# Required work
Every line of the data below should be printed exactly. Nothing may be dropped.

Start of Record excerpts

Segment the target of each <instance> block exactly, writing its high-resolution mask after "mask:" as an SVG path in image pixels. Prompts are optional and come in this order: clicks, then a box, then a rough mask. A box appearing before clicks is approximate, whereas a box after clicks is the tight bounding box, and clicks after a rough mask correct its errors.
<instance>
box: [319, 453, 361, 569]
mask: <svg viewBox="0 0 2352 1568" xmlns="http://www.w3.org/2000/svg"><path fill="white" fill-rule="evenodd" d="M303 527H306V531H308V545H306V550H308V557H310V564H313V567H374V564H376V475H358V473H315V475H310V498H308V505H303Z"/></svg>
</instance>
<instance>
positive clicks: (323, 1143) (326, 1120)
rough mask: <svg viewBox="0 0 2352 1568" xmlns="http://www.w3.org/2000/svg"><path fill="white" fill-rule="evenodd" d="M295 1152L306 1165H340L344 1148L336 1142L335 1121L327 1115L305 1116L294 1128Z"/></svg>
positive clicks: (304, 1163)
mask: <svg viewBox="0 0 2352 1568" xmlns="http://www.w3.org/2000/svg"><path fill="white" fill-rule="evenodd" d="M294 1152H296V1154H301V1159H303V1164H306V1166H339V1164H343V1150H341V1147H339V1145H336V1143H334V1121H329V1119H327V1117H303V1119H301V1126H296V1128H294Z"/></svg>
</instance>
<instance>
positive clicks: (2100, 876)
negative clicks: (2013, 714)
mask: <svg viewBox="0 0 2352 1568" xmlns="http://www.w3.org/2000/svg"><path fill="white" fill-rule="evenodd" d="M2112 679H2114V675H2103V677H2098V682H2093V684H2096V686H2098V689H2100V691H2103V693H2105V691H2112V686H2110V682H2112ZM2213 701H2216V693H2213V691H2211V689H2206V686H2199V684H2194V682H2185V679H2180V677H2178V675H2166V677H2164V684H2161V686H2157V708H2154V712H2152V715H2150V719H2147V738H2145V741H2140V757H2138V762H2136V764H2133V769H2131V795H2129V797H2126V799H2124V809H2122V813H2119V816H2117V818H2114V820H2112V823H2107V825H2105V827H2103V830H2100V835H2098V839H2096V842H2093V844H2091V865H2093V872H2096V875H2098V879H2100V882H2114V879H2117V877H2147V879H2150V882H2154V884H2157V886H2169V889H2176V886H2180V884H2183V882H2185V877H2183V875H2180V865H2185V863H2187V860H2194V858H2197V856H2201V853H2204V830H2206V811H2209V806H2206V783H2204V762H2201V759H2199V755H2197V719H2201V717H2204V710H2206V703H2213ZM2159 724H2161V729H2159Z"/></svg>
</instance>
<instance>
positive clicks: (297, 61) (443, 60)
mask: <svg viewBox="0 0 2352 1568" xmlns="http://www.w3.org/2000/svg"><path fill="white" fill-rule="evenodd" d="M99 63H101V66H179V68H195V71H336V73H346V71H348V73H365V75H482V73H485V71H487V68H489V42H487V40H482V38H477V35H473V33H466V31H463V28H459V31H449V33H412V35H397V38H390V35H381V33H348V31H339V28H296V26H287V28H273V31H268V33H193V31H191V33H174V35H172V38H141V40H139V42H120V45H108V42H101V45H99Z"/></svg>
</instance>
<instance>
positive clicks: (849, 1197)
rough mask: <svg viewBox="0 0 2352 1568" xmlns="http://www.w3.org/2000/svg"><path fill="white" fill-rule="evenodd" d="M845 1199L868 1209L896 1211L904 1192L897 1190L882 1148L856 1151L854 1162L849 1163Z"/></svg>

End of Record excerpts

# Written solution
Segment the target of each <instance> block exactly, writing its high-resolution mask after "mask:" as an SVG path in image pixels. Prompts are optional and come in this order: clicks, then a box, then a rough mask. A box appearing before clicks is approximate, whereas a box after clicks is the tight bounding box, and clicks after a rough mask correct its errors.
<instance>
box: [319, 453, 361, 569]
mask: <svg viewBox="0 0 2352 1568" xmlns="http://www.w3.org/2000/svg"><path fill="white" fill-rule="evenodd" d="M303 527H306V531H308V545H306V550H308V557H310V564H313V567H374V564H376V475H358V473H315V475H310V498H308V505H303Z"/></svg>
</instance>
<instance>
positive clicks: (323, 1143) (326, 1120)
rough mask: <svg viewBox="0 0 2352 1568" xmlns="http://www.w3.org/2000/svg"><path fill="white" fill-rule="evenodd" d="M295 1152L306 1165H340L344 1148L336 1142L335 1121L327 1115L305 1116L294 1128Z"/></svg>
positive clicks: (304, 1163)
mask: <svg viewBox="0 0 2352 1568" xmlns="http://www.w3.org/2000/svg"><path fill="white" fill-rule="evenodd" d="M294 1152H296V1154H301V1159H303V1164H306V1166H339V1164H343V1150H341V1147H339V1145H336V1143H334V1121H329V1119H327V1117H303V1119H301V1126H296V1128H294Z"/></svg>
</instance>
<instance>
positive clicks: (2100, 876)
negative clicks: (2013, 714)
mask: <svg viewBox="0 0 2352 1568" xmlns="http://www.w3.org/2000/svg"><path fill="white" fill-rule="evenodd" d="M2112 679H2114V675H2103V677H2098V682H2093V684H2096V686H2098V689H2100V691H2103V693H2105V691H2112V686H2110V682H2112ZM2213 701H2216V693H2213V691H2211V689H2206V686H2199V684H2194V682H2185V679H2180V677H2178V675H2166V677H2164V684H2161V686H2157V708H2154V712H2152V715H2150V719H2147V738H2145V741H2140V757H2138V762H2136V764H2133V769H2131V795H2129V797H2126V799H2124V809H2122V813H2119V816H2117V818H2114V820H2112V823H2107V825H2105V827H2103V830H2100V835H2098V839H2096V842H2093V844H2091V865H2093V872H2096V875H2098V879H2100V882H2114V879H2117V877H2147V879H2150V882H2154V884H2157V886H2169V889H2176V886H2180V884H2183V882H2185V877H2183V875H2180V865H2185V863H2187V860H2194V858H2197V856H2201V853H2204V830H2206V811H2209V806H2206V783H2204V762H2201V759H2199V755H2197V719H2201V717H2204V710H2206V703H2213ZM2159 724H2161V729H2159Z"/></svg>
</instance>
<instance>
positive clicks: (297, 61) (443, 60)
mask: <svg viewBox="0 0 2352 1568" xmlns="http://www.w3.org/2000/svg"><path fill="white" fill-rule="evenodd" d="M99 63H101V66H179V68H195V71H336V73H346V71H348V73H365V75H482V73H485V71H487V68H489V42H487V40H482V38H477V35H473V33H466V31H463V28H459V31H449V33H412V35H397V38H390V35H381V33H348V31H339V28H296V26H287V28H273V31H268V33H193V31H191V33H174V35H172V38H141V40H139V42H120V45H108V42H101V45H99Z"/></svg>
</instance>
<instance>
positive clicks: (849, 1197)
rough mask: <svg viewBox="0 0 2352 1568" xmlns="http://www.w3.org/2000/svg"><path fill="white" fill-rule="evenodd" d="M845 1199L868 1209L896 1211L904 1192L897 1190L882 1148L856 1151L854 1162L849 1163Z"/></svg>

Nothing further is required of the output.